►
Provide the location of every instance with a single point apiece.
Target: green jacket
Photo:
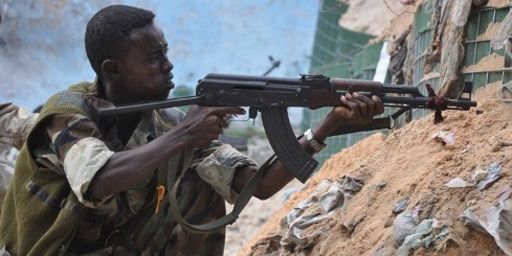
(40, 213)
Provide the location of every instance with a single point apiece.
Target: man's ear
(110, 68)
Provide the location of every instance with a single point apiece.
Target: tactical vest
(40, 213)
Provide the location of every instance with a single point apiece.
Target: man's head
(128, 53)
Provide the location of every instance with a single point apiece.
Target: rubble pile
(426, 189)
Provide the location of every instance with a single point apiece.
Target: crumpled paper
(424, 236)
(481, 179)
(401, 205)
(499, 221)
(328, 196)
(404, 225)
(445, 137)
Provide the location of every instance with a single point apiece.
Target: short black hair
(107, 30)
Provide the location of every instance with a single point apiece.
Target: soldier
(90, 184)
(15, 122)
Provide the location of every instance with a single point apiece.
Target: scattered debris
(506, 90)
(380, 186)
(500, 144)
(499, 221)
(302, 223)
(445, 137)
(404, 225)
(426, 234)
(401, 205)
(482, 179)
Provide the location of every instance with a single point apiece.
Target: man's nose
(167, 66)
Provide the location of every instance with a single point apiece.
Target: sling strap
(216, 225)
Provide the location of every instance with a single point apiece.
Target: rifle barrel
(142, 107)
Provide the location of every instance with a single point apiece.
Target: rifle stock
(272, 97)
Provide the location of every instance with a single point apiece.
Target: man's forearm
(126, 169)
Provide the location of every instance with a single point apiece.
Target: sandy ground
(414, 165)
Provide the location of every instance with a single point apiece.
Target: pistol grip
(285, 144)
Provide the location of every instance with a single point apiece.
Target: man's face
(144, 69)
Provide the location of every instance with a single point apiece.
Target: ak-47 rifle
(272, 96)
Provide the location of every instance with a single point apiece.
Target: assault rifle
(272, 96)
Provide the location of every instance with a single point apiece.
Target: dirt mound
(410, 163)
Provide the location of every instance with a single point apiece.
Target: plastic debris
(401, 205)
(499, 221)
(506, 91)
(328, 196)
(404, 225)
(445, 137)
(426, 234)
(481, 179)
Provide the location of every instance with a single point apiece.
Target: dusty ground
(413, 164)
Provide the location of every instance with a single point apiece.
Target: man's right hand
(204, 124)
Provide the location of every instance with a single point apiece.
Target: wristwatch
(315, 144)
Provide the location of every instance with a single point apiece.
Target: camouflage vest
(40, 214)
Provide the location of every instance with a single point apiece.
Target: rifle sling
(218, 224)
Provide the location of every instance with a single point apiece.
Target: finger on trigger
(369, 105)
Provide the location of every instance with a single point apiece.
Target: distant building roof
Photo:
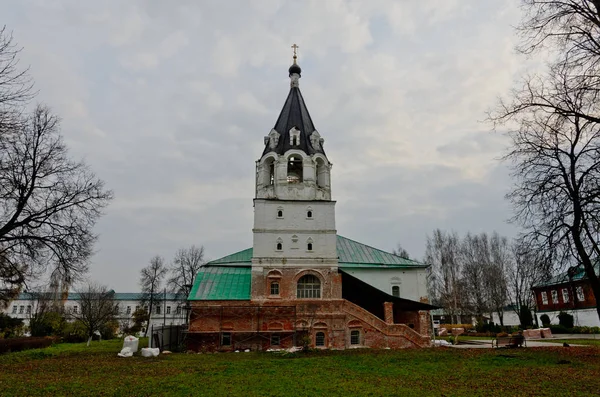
(350, 254)
(229, 278)
(562, 278)
(119, 296)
◄
• [PROBLEM] The reply should hold only the lines of the listing above starting at the line containing "Target: scattered debris" and ending at the line containing "Target: distant building roof", exactly as written.

• [ANSWER SECTION]
Target: scattered debris
(506, 90)
(380, 186)
(500, 144)
(499, 221)
(302, 223)
(445, 137)
(404, 225)
(426, 234)
(401, 205)
(482, 179)
Provide the location of every instance with a single point apiece.
Target: man's nose
(167, 66)
Provide the location of every instance with a single point apiece.
Target: sling strap
(216, 225)
Provide the location of every instance with a single point apiece.
Target: rifle barrel
(142, 107)
Provide the location of every instance with a single point apiece.
Target: rifle stock
(272, 97)
Provide the location of every instance with a single point apiece.
Target: man's forearm
(126, 169)
Provide the location of every instance with a single point apiece.
Target: sandy ground
(414, 165)
Provide the location of every instance with a single point apiece.
Target: pistol grip
(285, 144)
Provide the location of every instance with a single point apiece.
Target: man's face
(144, 69)
Provide the location of every instance with a single point apiece.
Target: ak-47 rifle
(272, 96)
Provide the location of every instance with a single point apiece.
Target: assault rifle
(272, 96)
Provide the location of every instance with a single point apiece.
Target: dirt mound
(410, 163)
Provide the location of every instance with a single point apiece.
Target: plastic debris
(401, 205)
(499, 221)
(506, 91)
(328, 196)
(404, 225)
(445, 137)
(426, 234)
(481, 179)
Provide the location of every instance with a single point apiece.
Target: dusty ground
(413, 164)
Provide the location of every instance with a single point apiece.
Target: man's right hand
(204, 124)
Provide the location of every instance with a single point apiece.
Target: wristwatch
(315, 144)
Provide the location of every instance with a single point apiece.
Target: camouflage vest
(40, 214)
Provide the location of every instance with a single point apiece.
Target: rifle sling
(218, 224)
Provide the location of every instance with a single point apiece.
Target: finger on trigger
(369, 105)
Provide the location of every instance with a single point apiece.
Target: distant building roof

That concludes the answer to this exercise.